QUOTED PASSAGE:
In a 2.4-mile-long tunnel built in the shape of a racetrack, scientists plan to race ion beams instead of horses. Two gold ion beams, traveling almost at the speed of light, will cross each other at four junctures, where they will collide head-on. The collision will produce a temperature ten thousand times that of the sun --a trillion degrees. Then, hopefully, as the particles fly out from the area of collision, the objective will be obtained: the re-creation of the big bang.

 
A team from the Weizmann Institute, headed by Prof. Itzhak Tserruya of the Particle Physics Department, is participating in the biggest and most extensive effort yet to answer one of the most fundamental questions of our existence: What happened after the big bang? Walking around the collider complex at the U.S. government's Brookhaven National Laboratory on Long Island with some of the leading scientists in this multi-pronged project (in which 430 scientists from 11 countries are participating), one can feel the almost childlike excitement of these scientists in the days leading up to the initial experiment. Reproducing the big bang is the kind of experience that generations of physicists before them could only dream of.

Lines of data

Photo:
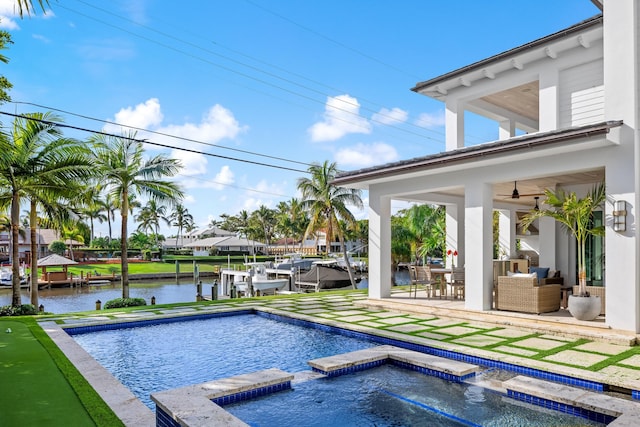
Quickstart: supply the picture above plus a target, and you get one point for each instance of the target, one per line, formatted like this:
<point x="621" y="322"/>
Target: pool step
<point x="625" y="412"/>
<point x="364" y="359"/>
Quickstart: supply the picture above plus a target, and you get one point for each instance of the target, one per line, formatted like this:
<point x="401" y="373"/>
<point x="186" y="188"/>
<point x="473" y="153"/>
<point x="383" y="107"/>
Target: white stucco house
<point x="568" y="109"/>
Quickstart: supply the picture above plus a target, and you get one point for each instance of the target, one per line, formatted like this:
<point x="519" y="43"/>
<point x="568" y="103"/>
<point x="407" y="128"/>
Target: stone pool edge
<point x="133" y="412"/>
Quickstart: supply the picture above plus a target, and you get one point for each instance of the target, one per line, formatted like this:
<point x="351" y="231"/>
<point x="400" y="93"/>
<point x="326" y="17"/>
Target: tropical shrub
<point x="125" y="302"/>
<point x="57" y="247"/>
<point x="21" y="310"/>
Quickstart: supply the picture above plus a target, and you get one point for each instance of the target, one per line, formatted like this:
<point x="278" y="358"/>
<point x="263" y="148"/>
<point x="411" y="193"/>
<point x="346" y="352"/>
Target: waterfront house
<point x="567" y="107"/>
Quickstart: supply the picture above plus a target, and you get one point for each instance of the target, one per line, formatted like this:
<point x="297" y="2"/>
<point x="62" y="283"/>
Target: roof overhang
<point x="581" y="35"/>
<point x="560" y="140"/>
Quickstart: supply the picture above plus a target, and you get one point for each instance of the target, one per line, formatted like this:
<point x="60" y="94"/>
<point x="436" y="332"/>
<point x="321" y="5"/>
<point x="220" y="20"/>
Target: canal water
<point x="67" y="300"/>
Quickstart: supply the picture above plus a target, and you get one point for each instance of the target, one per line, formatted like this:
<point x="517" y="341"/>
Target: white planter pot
<point x="584" y="308"/>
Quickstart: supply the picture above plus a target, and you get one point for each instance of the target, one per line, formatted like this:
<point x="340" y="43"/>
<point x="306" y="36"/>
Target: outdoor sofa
<point x="523" y="294"/>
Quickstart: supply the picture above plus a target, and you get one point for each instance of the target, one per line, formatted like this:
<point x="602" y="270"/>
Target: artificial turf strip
<point x="40" y="385"/>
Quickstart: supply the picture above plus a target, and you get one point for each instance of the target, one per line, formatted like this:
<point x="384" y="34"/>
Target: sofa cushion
<point x="541" y="272"/>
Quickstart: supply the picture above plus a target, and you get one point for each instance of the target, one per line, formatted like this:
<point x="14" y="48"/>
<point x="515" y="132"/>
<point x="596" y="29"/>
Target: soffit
<point x="580" y="36"/>
<point x="522" y="100"/>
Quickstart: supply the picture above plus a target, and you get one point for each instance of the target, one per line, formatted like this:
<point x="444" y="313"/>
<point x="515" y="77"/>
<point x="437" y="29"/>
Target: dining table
<point x="438" y="275"/>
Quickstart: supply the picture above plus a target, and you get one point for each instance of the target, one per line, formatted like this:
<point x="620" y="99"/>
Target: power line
<point x="242" y="74"/>
<point x="160" y="133"/>
<point x="145" y="141"/>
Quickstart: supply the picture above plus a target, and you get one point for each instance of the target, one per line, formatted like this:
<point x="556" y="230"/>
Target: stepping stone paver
<point x="355" y="318"/>
<point x="349" y="312"/>
<point x="620" y="372"/>
<point x="539" y="343"/>
<point x="601" y="347"/>
<point x="508" y="333"/>
<point x="478" y="340"/>
<point x="516" y="351"/>
<point x="386" y="314"/>
<point x="442" y="322"/>
<point x="407" y="328"/>
<point x="577" y="358"/>
<point x="395" y="320"/>
<point x="433" y="336"/>
<point x="557" y="338"/>
<point x="373" y="324"/>
<point x="458" y="330"/>
<point x="631" y="361"/>
<point x="313" y="311"/>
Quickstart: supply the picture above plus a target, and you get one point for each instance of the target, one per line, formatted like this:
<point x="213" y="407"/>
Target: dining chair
<point x="421" y="277"/>
<point x="457" y="282"/>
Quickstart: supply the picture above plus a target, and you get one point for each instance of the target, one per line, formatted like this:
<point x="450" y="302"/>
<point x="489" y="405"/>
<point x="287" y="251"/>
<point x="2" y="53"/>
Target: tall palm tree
<point x="264" y="219"/>
<point x="150" y="216"/>
<point x="327" y="204"/>
<point x="180" y="218"/>
<point x="92" y="208"/>
<point x="36" y="162"/>
<point x="109" y="206"/>
<point x="26" y="6"/>
<point x="576" y="217"/>
<point x="120" y="163"/>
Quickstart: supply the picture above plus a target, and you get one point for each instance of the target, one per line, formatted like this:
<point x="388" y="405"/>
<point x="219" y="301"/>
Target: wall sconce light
<point x="620" y="215"/>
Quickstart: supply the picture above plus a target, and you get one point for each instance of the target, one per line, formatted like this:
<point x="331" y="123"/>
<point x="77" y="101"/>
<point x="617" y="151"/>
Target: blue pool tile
<point x="561" y="407"/>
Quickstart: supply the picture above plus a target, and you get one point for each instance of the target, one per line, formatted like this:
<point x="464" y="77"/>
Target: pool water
<point x="392" y="396"/>
<point x="169" y="355"/>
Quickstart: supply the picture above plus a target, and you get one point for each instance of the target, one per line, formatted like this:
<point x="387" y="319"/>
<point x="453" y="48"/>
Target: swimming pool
<point x="392" y="396"/>
<point x="169" y="355"/>
<point x="146" y="361"/>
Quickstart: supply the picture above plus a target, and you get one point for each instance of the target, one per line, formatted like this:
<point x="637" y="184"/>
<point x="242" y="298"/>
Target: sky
<point x="248" y="93"/>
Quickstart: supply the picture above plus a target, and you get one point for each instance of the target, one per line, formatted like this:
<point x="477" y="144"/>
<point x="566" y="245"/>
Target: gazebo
<point x="54" y="260"/>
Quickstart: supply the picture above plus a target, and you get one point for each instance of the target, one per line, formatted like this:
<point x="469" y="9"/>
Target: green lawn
<point x="40" y="387"/>
<point x="134" y="268"/>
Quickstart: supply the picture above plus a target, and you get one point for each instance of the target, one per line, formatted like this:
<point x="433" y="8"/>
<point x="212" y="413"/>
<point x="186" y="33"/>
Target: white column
<point x="452" y="229"/>
<point x="547" y="243"/>
<point x="478" y="243"/>
<point x="379" y="246"/>
<point x="454" y="125"/>
<point x="507" y="232"/>
<point x="507" y="129"/>
<point x="622" y="85"/>
<point x="548" y="115"/>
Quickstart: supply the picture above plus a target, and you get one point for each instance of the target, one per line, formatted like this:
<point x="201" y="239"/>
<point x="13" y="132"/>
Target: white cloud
<point x="192" y="163"/>
<point x="364" y="155"/>
<point x="9" y="11"/>
<point x="223" y="178"/>
<point x="41" y="38"/>
<point x="389" y="117"/>
<point x="8" y="24"/>
<point x="217" y="124"/>
<point x="430" y="120"/>
<point x="144" y="115"/>
<point x="341" y="117"/>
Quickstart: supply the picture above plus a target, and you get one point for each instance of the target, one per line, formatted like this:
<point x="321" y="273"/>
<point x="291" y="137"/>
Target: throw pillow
<point x="541" y="272"/>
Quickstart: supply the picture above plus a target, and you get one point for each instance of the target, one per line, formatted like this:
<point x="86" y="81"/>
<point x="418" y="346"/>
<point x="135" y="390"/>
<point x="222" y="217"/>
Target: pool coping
<point x="200" y="404"/>
<point x="133" y="412"/>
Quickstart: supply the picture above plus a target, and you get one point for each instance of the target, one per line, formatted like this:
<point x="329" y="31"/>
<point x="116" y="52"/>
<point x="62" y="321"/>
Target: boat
<point x="294" y="261"/>
<point x="256" y="281"/>
<point x="6" y="276"/>
<point x="356" y="265"/>
<point x="324" y="275"/>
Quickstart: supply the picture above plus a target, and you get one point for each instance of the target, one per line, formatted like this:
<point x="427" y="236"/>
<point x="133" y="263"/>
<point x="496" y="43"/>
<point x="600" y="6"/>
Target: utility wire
<point x="160" y="133"/>
<point x="145" y="141"/>
<point x="242" y="74"/>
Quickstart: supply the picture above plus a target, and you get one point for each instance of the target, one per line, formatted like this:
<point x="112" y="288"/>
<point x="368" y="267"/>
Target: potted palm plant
<point x="575" y="215"/>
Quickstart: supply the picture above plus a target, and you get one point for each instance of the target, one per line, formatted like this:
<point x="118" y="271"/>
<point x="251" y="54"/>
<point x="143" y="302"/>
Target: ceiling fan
<point x="515" y="194"/>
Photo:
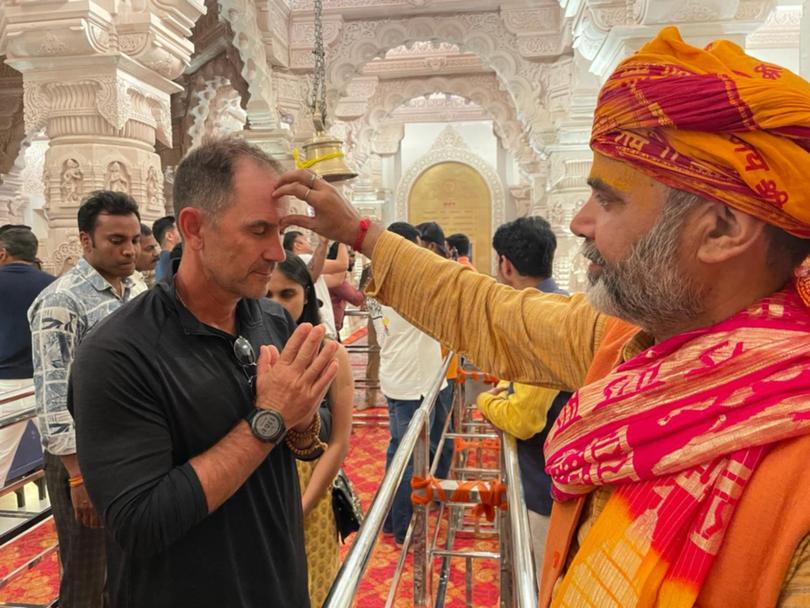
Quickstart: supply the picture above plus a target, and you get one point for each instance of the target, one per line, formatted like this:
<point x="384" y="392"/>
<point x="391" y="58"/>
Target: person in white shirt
<point x="409" y="362"/>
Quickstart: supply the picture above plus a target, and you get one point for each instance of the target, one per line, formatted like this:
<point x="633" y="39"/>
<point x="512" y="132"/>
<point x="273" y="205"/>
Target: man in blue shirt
<point x="20" y="282"/>
<point x="168" y="236"/>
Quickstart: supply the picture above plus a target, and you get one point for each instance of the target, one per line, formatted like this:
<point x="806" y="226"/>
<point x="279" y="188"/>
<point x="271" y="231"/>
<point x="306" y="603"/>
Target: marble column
<point x="99" y="84"/>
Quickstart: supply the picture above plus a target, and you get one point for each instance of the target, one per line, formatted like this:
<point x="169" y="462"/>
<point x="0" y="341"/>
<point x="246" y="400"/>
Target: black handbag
<point x="346" y="506"/>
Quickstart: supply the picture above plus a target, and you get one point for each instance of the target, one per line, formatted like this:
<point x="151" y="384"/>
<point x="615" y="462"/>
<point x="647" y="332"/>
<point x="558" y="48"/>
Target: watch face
<point x="267" y="424"/>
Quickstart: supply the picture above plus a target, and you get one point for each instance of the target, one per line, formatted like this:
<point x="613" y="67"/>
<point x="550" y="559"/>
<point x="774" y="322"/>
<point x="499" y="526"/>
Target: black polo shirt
<point x="151" y="387"/>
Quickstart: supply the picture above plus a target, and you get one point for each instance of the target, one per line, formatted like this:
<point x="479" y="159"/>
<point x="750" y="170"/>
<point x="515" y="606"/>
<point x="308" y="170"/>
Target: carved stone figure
<point x="71" y="182"/>
<point x="116" y="178"/>
<point x="557" y="214"/>
<point x="152" y="188"/>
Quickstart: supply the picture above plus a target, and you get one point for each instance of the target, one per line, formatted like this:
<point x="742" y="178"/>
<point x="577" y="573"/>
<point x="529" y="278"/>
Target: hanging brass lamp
<point x="324" y="152"/>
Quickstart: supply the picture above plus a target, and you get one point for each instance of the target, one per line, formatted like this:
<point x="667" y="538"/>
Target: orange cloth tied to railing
<point x="484" y="377"/>
<point x="473" y="444"/>
<point x="492" y="494"/>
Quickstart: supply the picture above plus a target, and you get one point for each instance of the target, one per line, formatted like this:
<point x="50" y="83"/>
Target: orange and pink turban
<point x="715" y="122"/>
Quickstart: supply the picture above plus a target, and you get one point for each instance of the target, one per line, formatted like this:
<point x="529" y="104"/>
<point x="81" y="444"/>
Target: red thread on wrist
<point x="361" y="235"/>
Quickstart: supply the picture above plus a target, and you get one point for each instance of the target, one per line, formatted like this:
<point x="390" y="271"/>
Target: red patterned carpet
<point x="40" y="584"/>
<point x="365" y="466"/>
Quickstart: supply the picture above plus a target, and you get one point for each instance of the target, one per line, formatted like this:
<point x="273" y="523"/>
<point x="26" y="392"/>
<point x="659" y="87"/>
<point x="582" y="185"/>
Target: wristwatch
<point x="266" y="425"/>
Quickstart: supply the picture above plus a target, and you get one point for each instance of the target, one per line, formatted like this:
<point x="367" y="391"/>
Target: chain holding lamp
<point x="324" y="152"/>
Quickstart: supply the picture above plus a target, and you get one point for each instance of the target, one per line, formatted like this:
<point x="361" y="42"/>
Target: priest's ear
<point x="724" y="233"/>
<point x="190" y="222"/>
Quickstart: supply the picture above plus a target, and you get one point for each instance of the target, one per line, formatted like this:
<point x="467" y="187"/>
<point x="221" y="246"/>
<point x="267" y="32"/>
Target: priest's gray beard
<point x="649" y="288"/>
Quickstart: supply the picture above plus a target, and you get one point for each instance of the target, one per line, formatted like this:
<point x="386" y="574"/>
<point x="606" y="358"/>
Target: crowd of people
<point x="195" y="402"/>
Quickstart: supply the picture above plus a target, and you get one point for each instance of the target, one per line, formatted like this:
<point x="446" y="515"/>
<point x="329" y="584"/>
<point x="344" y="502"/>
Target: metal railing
<point x="518" y="573"/>
<point x="348" y="578"/>
<point x="524" y="571"/>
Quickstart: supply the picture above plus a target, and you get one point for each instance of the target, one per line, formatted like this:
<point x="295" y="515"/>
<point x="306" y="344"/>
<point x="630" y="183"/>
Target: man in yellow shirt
<point x="669" y="462"/>
<point x="525" y="249"/>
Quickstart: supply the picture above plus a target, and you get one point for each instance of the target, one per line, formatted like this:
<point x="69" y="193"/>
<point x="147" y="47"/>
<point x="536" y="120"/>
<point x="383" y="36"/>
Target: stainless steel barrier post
<point x="345" y="586"/>
<point x="525" y="573"/>
<point x="422" y="571"/>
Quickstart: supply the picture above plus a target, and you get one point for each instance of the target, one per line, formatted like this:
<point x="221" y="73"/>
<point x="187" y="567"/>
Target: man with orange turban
<point x="679" y="465"/>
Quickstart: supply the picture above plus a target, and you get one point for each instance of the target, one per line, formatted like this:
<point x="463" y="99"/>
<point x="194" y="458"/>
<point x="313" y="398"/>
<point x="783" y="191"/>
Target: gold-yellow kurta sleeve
<point x="524" y="336"/>
<point x="522" y="413"/>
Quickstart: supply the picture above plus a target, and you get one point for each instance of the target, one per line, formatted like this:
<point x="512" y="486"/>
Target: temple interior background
<point x="468" y="112"/>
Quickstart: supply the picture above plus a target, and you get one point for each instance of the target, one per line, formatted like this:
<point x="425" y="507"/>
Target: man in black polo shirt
<point x="20" y="283"/>
<point x="193" y="474"/>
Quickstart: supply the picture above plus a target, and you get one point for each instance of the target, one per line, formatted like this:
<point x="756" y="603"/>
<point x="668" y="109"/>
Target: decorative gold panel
<point x="456" y="197"/>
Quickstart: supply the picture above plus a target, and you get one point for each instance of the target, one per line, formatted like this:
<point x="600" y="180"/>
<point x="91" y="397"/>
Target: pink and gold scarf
<point x="678" y="431"/>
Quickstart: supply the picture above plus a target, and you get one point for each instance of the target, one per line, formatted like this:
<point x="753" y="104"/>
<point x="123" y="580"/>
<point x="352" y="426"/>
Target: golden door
<point x="455" y="196"/>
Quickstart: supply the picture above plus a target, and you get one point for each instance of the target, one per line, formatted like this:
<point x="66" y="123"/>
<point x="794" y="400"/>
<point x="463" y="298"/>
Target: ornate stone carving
<point x="36" y="107"/>
<point x="132" y="44"/>
<point x="65" y="255"/>
<point x="482" y="33"/>
<point x="117" y="178"/>
<point x="168" y="189"/>
<point x="70" y="182"/>
<point x="482" y="89"/>
<point x="780" y="30"/>
<point x="522" y="196"/>
<point x="113" y="100"/>
<point x="154" y="195"/>
<point x="52" y="45"/>
<point x="247" y="38"/>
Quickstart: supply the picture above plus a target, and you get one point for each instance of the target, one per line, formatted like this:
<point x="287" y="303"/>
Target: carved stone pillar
<point x="99" y="84"/>
<point x="567" y="191"/>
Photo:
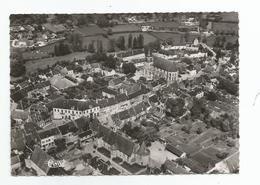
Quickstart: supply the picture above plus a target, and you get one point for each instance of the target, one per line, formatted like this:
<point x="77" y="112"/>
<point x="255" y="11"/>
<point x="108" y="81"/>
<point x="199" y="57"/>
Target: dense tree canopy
<point x="128" y="68"/>
<point x="175" y="107"/>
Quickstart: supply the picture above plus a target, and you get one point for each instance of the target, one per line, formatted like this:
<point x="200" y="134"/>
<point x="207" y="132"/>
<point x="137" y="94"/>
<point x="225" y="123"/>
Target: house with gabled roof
<point x="122" y="146"/>
<point x="48" y="137"/>
<point x="39" y="161"/>
<point x="161" y="68"/>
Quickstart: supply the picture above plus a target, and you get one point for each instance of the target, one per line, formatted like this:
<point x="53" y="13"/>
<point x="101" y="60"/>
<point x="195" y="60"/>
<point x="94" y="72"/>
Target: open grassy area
<point x="95" y="39"/>
<point x="125" y="28"/>
<point x="33" y="65"/>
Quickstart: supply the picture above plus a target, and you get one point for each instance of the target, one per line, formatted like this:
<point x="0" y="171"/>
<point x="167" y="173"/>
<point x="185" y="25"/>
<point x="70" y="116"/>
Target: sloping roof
<point x="174" y="150"/>
<point x="109" y="91"/>
<point x="164" y="64"/>
<point x="143" y="151"/>
<point x="194" y="166"/>
<point x="139" y="108"/>
<point x="73" y="104"/>
<point x="82" y="123"/>
<point x="41" y="158"/>
<point x="154" y="99"/>
<point x="68" y="127"/>
<point x="42" y="84"/>
<point x="23" y="115"/>
<point x="138" y="93"/>
<point x="121" y="97"/>
<point x="86" y="133"/>
<point x="124" y="115"/>
<point x="17" y="140"/>
<point x="15" y="159"/>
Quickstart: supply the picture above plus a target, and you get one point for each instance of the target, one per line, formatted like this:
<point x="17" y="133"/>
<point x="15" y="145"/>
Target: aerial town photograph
<point x="124" y="94"/>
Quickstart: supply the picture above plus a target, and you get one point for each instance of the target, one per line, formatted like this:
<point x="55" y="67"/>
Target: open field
<point x="95" y="39"/>
<point x="125" y="28"/>
<point x="33" y="65"/>
<point x="90" y="30"/>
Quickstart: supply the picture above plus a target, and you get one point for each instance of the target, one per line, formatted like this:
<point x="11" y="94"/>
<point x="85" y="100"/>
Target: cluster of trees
<point x="103" y="21"/>
<point x="224" y="122"/>
<point x="111" y="45"/>
<point x="106" y="60"/>
<point x="152" y="46"/>
<point x="99" y="47"/>
<point x="76" y="42"/>
<point x="129" y="68"/>
<point x="221" y="42"/>
<point x="212" y="96"/>
<point x="139" y="134"/>
<point x="62" y="49"/>
<point x="229" y="86"/>
<point x="17" y="67"/>
<point x="198" y="109"/>
<point x="23" y="19"/>
<point x="135" y="42"/>
<point x="175" y="107"/>
<point x="110" y="62"/>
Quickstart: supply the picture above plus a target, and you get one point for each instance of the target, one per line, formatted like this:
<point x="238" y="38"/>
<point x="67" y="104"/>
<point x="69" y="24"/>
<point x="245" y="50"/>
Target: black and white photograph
<point x="111" y="94"/>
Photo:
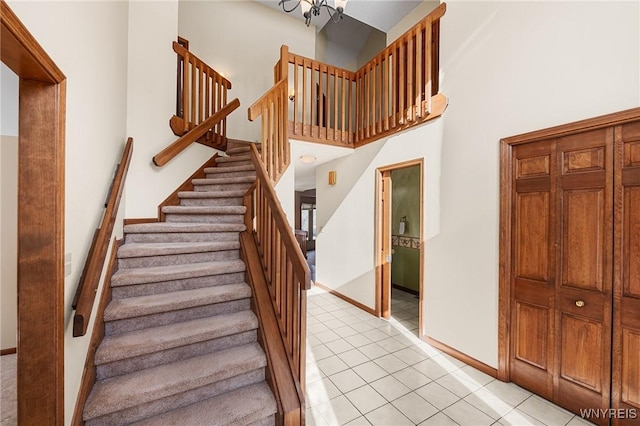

TASKS:
1. Answer these questions from the collider passage:
(a) How long is the tunnel where the ion beams will race?
(b) What temperature will the collision produce?
(c) How many scientists, from how many countries, are participating in the project?
2. Write the next part of the collider passage, picking up after its final sentence.
These items were taken from a separate source.

ANSWERS FOR THE EXERCISE:
1.
(a) 2.4 miles
(b) A trillion degrees, ten thousand times that of the sun
(c) 430 scientists from 11 countries

2.
 
Fulfilling a critical role in the project, the Weizmann Institute scientists have designed and built 16 particle detectors; they will be used in the experiment to detect particles flying out of the collision area. With the highly sensitive and very strong, yet lightweight, detectors installed near the collision site, it will be possible to detect the interactions going on in the site and to identify the particles. The electronic circuitry of these detectors will identify the precise three-dimensional location of the particles as they come flying out from the collision. This information will then be combined with that from other detectors to calculate the energy of the particles and their subatomic identity.
 
Scientists theorize that quarks and gluons are the smallest, most basic building blocks of all matter. Microseconds after the big bang, in conditions of very high temperature and pressure, these quarks and gluons were in a special state of matter called quark-gluon plasma. According to the theory, this plasma state immediately began to cool down and then condensed into the nuclear particles with which we are familiar, protons and neutrons. Gradually, over time, these particles became atoms, which later combined into molecules, from which all forms of life eventually emerged.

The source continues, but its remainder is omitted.